*DOCUMENT TEXT*.
# oscar bioload



## paul_28 (Jan 20, 2011)

how bad is the bioload for oscar? from what people say its almost as if oscar is worse than a tank of 6 goldfish. I was thinking that rule 1 inch of fish per gallon does not apply to oscar. this might be where people are going wrong and saying 29gallon miniumum size tank and that a 40gallon could house 2 oscars. It would seem oscar would foul up the 29gal water in a day.


----------



## -DC- (Apr 21, 2010)

not sure where you got info of 29g but that's WAY off, i'd say 70g is the absolute min you could keep a single adult Oscar in and you would need frequent water changes and heavy of filtration.

the "inch per gallon" is a BS rule, maybe with small enough fish like guppies, but not large fish. I have a big oscar VERY messy they are big heavy bodied fish that eat allot and make a mess doing it!


----------



## eternity302 (Apr 22, 2010)

-DC- said:


> not sure where you got info of 29g but that's WAY off, i'd say 70g is the absolute min you could keep a single adult Oscar in and you would need frequent water changes and heavy of filtration.
> 
> the "inch per gallon" is a BS rule, maybe with small enough fish like guppies, but not large fish. I have a big oscar VERY messy they are big heavy bodied fish that eat allot and make a mess doing it!

*GIVEN ENTRIES*.

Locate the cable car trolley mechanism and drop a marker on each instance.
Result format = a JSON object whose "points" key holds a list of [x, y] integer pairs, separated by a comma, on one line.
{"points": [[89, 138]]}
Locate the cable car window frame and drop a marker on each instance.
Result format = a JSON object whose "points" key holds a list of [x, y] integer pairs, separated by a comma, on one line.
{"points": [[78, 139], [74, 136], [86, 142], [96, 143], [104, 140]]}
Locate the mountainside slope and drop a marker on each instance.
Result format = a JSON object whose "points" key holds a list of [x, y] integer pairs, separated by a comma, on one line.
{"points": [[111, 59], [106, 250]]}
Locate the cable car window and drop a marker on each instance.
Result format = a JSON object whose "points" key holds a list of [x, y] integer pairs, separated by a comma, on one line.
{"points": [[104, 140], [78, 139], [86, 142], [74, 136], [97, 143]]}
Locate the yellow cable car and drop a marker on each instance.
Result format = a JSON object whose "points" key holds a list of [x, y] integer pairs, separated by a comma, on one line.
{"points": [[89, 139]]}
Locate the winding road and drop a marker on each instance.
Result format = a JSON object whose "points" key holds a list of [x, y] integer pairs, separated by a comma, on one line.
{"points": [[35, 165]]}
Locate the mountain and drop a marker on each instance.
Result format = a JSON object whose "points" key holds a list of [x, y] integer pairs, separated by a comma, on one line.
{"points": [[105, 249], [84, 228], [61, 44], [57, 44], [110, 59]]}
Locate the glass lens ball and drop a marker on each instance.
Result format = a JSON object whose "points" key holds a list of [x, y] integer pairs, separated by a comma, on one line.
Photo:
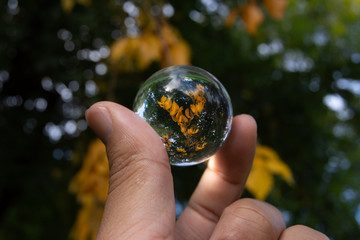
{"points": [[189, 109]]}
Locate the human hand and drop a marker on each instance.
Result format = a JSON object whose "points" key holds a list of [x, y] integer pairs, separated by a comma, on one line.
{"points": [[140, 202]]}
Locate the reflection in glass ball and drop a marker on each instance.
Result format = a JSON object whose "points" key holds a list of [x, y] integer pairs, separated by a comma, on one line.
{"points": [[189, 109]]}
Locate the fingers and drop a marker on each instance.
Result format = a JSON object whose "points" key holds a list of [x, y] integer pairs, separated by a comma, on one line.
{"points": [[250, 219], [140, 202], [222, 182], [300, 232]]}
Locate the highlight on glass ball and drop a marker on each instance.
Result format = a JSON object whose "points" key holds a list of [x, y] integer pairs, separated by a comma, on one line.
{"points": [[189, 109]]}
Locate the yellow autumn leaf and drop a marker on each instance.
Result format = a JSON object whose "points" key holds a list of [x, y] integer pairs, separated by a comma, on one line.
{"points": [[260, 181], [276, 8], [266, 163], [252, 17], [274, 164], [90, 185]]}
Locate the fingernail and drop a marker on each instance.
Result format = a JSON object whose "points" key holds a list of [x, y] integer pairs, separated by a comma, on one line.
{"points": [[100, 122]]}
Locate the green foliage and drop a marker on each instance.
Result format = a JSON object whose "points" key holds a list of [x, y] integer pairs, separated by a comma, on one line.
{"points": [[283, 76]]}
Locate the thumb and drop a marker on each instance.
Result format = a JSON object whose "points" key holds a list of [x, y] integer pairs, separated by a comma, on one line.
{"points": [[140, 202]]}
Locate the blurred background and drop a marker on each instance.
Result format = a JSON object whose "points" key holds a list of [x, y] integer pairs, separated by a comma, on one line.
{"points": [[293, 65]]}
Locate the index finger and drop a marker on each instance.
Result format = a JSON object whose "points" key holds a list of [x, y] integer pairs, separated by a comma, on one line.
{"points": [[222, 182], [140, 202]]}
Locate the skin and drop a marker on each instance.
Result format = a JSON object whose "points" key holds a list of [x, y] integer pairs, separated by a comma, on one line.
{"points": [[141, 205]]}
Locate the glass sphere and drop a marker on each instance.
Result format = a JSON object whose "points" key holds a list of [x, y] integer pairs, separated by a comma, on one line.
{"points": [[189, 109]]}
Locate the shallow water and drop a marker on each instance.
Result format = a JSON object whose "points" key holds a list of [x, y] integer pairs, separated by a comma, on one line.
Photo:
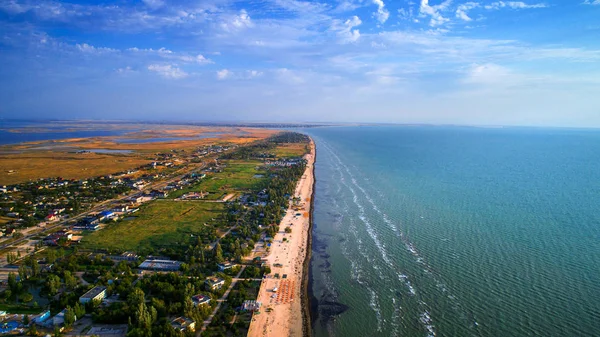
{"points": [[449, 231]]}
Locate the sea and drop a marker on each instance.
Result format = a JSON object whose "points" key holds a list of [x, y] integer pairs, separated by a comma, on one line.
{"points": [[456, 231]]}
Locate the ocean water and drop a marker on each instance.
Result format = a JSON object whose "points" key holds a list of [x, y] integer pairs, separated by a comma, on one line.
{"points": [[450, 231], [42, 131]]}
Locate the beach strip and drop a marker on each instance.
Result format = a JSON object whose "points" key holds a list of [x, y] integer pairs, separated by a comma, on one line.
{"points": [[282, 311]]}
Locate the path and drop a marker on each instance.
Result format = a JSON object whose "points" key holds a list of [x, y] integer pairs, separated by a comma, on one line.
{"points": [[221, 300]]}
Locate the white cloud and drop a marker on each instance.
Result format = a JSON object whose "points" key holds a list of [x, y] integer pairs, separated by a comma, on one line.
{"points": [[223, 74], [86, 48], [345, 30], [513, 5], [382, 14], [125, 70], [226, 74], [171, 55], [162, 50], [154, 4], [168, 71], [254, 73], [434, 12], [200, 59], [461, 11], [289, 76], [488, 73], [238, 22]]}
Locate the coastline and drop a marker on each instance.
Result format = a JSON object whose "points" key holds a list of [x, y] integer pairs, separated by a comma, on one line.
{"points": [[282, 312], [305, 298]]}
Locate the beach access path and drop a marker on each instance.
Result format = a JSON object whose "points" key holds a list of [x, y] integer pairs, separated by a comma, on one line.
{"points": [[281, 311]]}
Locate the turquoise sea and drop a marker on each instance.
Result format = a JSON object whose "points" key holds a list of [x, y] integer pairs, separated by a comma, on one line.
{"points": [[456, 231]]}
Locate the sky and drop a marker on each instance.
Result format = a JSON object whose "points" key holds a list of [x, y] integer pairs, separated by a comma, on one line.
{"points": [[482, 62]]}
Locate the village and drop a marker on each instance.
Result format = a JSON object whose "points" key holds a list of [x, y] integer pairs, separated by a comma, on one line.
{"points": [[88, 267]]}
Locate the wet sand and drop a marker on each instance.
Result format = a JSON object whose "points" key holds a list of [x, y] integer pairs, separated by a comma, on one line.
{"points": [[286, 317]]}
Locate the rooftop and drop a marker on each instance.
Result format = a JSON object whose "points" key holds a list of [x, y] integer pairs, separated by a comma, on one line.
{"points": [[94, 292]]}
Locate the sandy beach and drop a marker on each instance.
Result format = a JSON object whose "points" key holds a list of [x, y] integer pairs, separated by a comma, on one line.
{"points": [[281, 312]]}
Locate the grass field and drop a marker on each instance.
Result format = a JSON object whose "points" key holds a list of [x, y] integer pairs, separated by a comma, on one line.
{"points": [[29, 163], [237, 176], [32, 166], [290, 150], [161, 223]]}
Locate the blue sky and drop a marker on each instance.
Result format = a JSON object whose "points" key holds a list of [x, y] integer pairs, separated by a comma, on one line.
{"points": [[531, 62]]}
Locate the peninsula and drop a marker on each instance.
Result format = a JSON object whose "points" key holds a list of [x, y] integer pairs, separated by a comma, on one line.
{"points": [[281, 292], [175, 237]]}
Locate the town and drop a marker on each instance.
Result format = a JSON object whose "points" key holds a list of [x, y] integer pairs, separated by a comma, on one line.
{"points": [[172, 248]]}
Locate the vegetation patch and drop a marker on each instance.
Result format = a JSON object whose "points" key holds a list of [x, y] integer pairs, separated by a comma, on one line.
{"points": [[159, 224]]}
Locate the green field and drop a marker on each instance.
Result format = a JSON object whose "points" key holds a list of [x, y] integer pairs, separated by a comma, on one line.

*EXERCISE REQUIREMENTS*.
1: Reproduce the entire oscar bioload thread word for word.
2: Transcribe the entries verbatim, starting with the line that contains "Locate the vegetation" and continuing through the final line of the entries.

*RESPONSES*.
1:
# oscar bioload



## paul_28 (Jan 20, 2011)

how bad is the bioload for oscar? from what people say its almost as if oscar is worse than a tank of 6 goldfish. I was thinking that rule 1 inch of fish per gallon does not apply to oscar. this might be where people are going wrong and saying 29gallon miniumum size tank and that a 40gallon could house 2 oscars. It would seem oscar would foul up the 29gal water in a day.


----------



## -DC- (Apr 21, 2010)

not sure where you got info of 29g but that's WAY off, i'd say 70g is the absolute min you could keep a single adult Oscar in and you would need frequent water changes and heavy of filtration.

the "inch per gallon" is a BS rule, maybe with small enough fish like guppies, but not large fish. I have a big oscar VERY messy they are big heavy bodied fish that eat allot and make a mess doing it!


----------



## eternity302 (Apr 22, 2010)

-DC- said:


> not sure where you got info of 29g but that's WAY off, i'd say 70g is the absolute min you could keep a single adult Oscar in and you would need frequent water changes and heavy of filtration.
> 
> the "inch per gallon" is a BS rule, maybe with small enough fish like guppies, but not large fish. I have a big oscar VERY messy they are big heavy bodied fish that eat allot and make a mess doing it!

2:
Locate the vegetation patch and drop a marker on each instance.
Result format = a JSON object whose "points" key holds a list of [x, y] integer pairs, separated by a comma, on one line.
{"points": [[159, 224]]}
Locate the green field and drop a marker on each instance.
Result format = a JSON object whose "points" key holds a list of [x, y] integer pairs, separated by a comma, on one line.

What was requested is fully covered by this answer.